◆ TEXT
May is Mental Health Awareness Month.  The mind and body are not disconnected so we can definitely say that there is no health without mental health.  During the ongoing COVID-19 crisis, this month takes on a whole new meaning.  Even before the COVID-19, millions of Americans were affected by mental illness.  African Americans with lower income, encountering homelessness, and fighting substance abuse are at higher risk for poor mental health.  According to www.nami.org, 1 in 5 United States (U.S.) adults experience mental illness and 1 in 25 experience serious mental illness.  Youth are impacted as well with 17% having a mental health condition.   50% of all lifetime mental illness starts by the age of 14.

Depression is the most common mental illness in the U.S. and has been the leading cause of disability worldwide.  Anxiety, depression, and domestic violence have all increased amid COVID-19.  Screening tools from Mental Health America for mental health conditions www.mhascreening.org, can offer a more formal way of determining if you have problems.

“At the root of this dilemma is the way we view mental health in this country.  Whether an illness affects your heart, your leg, or your brain, it’s still an illness, and there should be no distinction.”   Michelle Obama

Mental Health Stigma in the African American Community

We know that there is stigma around mental illness in the community in general and especially the Black community.  There is a longstanding belief that mental health concerns are taboo for several reasons – “we ain’t crazy” and “we ain’t weak.”  This can make seeking treatment a challenge.  However, we have seen the numbers going up for African Americans seeking treatment since we reviewed this issue a few years ago.  We were excited to see that survey respondents regarding the CBHC Resource Directory found the mental health pieces and resources most helpful.  However, only about 30% of those needing help seek treatment and there are still gaps relative to the U.S. average in seeking therapy.  There is still much work to be done.

The fear of personally contracting COVID-19 and illness/deaths among people we know, coupled with racism in our Nation, adds additional stressors which can contribute to poor mental health.  When we look at the case of the young African American, Ahmaud Arbery, who was killed for “running while Black”, this has created lots of emotional turmoil for the Black community.  We all take his death to heart as if he was our son, brother, cousin, or friend.  We get stressed and sometimes depressed.  With these things happening repeatedly in our community, it creates mental distress that may become mental illness in some.

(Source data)
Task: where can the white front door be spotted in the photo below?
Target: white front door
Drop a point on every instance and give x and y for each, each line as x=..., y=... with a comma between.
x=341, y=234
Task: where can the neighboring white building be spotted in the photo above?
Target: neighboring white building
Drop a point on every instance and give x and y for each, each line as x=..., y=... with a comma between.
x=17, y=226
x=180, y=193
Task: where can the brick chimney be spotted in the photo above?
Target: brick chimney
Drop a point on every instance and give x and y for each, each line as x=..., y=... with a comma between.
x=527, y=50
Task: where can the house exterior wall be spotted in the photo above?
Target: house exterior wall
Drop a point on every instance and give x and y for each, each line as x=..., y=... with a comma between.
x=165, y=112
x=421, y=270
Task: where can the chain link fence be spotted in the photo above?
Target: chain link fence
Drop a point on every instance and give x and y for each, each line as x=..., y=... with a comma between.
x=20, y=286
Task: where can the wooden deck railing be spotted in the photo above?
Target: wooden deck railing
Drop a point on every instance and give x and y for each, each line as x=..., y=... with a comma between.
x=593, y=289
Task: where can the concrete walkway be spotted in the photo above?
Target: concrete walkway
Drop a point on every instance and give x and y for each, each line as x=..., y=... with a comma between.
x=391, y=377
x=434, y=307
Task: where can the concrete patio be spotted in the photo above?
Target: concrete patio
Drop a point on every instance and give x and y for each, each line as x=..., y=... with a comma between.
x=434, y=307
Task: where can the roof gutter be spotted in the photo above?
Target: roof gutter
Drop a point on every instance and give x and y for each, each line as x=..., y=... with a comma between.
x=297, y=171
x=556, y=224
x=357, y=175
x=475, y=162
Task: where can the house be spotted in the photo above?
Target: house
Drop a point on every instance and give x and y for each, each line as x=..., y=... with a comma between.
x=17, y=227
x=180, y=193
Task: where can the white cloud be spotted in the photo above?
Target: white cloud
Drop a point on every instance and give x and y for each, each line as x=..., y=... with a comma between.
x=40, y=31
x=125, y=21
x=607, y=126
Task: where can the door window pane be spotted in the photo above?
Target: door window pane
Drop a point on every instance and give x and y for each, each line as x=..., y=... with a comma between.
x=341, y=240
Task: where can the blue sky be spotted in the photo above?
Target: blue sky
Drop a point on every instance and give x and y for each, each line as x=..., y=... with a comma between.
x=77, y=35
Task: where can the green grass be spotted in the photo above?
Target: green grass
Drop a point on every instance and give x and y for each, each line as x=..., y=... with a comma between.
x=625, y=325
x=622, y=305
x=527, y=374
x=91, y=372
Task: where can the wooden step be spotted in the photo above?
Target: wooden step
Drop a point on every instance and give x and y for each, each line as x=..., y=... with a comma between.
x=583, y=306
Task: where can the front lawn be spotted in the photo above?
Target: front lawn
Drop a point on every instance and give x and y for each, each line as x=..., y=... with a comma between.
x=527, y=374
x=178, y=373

◆ ASSIGNMENT
Copy out the passage from the mental health text word for word, starting at "May is Mental" and ending at "the age of 14.".

◆ OUTPUT OF THE TASK
May is Mental Health Awareness Month.  The mind and body are not disconnected so we can definitely say that there is no health without mental health.  During the ongoing COVID-19 crisis, this month takes on a whole new meaning.  Even before the COVID-19, millions of Americans were affected by mental illness.  African Americans with lower income, encountering homelessness, and fighting substance abuse are at higher risk for poor mental health.  According to www.nami.org, 1 in 5 United States (U.S.) adults experience mental illness and 1 in 25 experience serious mental illness.  Youth are impacted as well with 17% having a mental health condition.   50% of all lifetime mental illness starts by the age of 14.